== Data section

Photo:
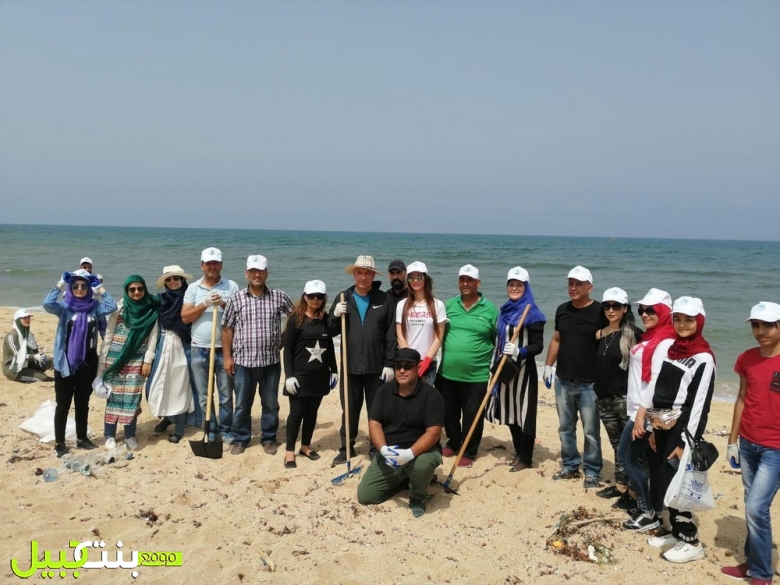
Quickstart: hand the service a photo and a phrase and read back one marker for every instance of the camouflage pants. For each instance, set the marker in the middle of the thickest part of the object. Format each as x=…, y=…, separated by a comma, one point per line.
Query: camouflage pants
x=612, y=411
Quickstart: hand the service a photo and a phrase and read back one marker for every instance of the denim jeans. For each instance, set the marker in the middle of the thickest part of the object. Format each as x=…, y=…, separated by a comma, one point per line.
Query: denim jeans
x=223, y=389
x=761, y=477
x=629, y=454
x=266, y=379
x=573, y=399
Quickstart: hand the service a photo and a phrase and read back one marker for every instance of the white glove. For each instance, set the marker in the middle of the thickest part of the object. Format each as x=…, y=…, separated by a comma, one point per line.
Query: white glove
x=732, y=454
x=291, y=385
x=549, y=376
x=387, y=374
x=511, y=349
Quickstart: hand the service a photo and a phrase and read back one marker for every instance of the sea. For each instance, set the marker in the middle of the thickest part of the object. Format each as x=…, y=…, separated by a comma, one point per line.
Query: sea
x=729, y=276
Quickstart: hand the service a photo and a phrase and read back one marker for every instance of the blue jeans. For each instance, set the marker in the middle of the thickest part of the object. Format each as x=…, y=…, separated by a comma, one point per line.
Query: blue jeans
x=761, y=477
x=266, y=379
x=629, y=453
x=224, y=388
x=573, y=399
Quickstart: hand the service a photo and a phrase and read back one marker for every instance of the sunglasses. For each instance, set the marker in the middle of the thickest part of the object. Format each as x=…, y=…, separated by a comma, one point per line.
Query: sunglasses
x=405, y=366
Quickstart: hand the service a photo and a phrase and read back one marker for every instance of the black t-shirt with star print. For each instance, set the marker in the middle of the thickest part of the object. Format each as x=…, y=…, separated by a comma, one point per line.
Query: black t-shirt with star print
x=309, y=355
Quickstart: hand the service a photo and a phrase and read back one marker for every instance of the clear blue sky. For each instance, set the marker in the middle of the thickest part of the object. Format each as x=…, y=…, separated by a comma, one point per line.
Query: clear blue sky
x=653, y=119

====

* Written exercise *
Reproduce every record above exactly, omitting the pictures.

* Result of the exercise *
Photo:
Quickstart: hand the service a photo and a phrase and read back one marker for every instance of the camouflage pants. For each instance, set the marker in the middle of the thickest part of the object. Format each as x=…, y=…, separated by a comma, one point per line.
Query: camouflage pants
x=612, y=411
Quickstart: hand the service a photo and a phrase and read back one marker for every instance of the denim jeans. For each instance, set the marker in the middle of the thickest part of the object. Format each as x=…, y=…, separated by a comma, one point per line.
Query: denim jeans
x=223, y=389
x=761, y=477
x=629, y=454
x=266, y=379
x=573, y=399
Quickstart: hand the service a photo and a phrase and read back one marker for every instance of the white glove. For each instance, set the marker in the middle of the thickest part of the object. Format each as x=…, y=…, separated by a comma, one point per line.
Query: white glove
x=732, y=454
x=291, y=385
x=549, y=376
x=387, y=374
x=511, y=349
Quickstart: hand the service a photo and a phrase and read back one marker for every instance of the sea. For each instance, set the marker in the middle of the thickest part of the object. Format each as x=…, y=…, separated by a comma, one point per line.
Query: sea
x=729, y=276
Quickstart: hand the service a photo and a phrase and read back one marker for every instance of the blue jeans. For each instance, set the marker in the middle of the thickest part of the object. Format each as x=…, y=…, separated by a comma, one point per line.
Query: blue jeans
x=761, y=477
x=266, y=379
x=629, y=453
x=224, y=388
x=573, y=399
Quickstart: hand the service a photo and a phrase and read back one marker for every instance of the sunglasses. For each instance, set the marker in the middle of the thickest part of the object. Format each as x=…, y=…, separated by a comma, one point per line.
Query: sunglasses
x=405, y=366
Quickstart: hand the service a photo and a phrase and read back one marker for every instance of the black t-shirt with star print. For each instance, set the marker in the middle of the thickest part of the object. Format each as x=…, y=…, separated by a comma, one point per line.
Query: black t-shirt with star print
x=309, y=355
Quickstart: hand the service a photo and a phrase and read back one marker for every instance of the clear blue sky. For each instance, set the marker in the middle of the thickest part of the object. Format each as x=…, y=…, separated by a comma, one point per line.
Query: clear blue sky
x=653, y=119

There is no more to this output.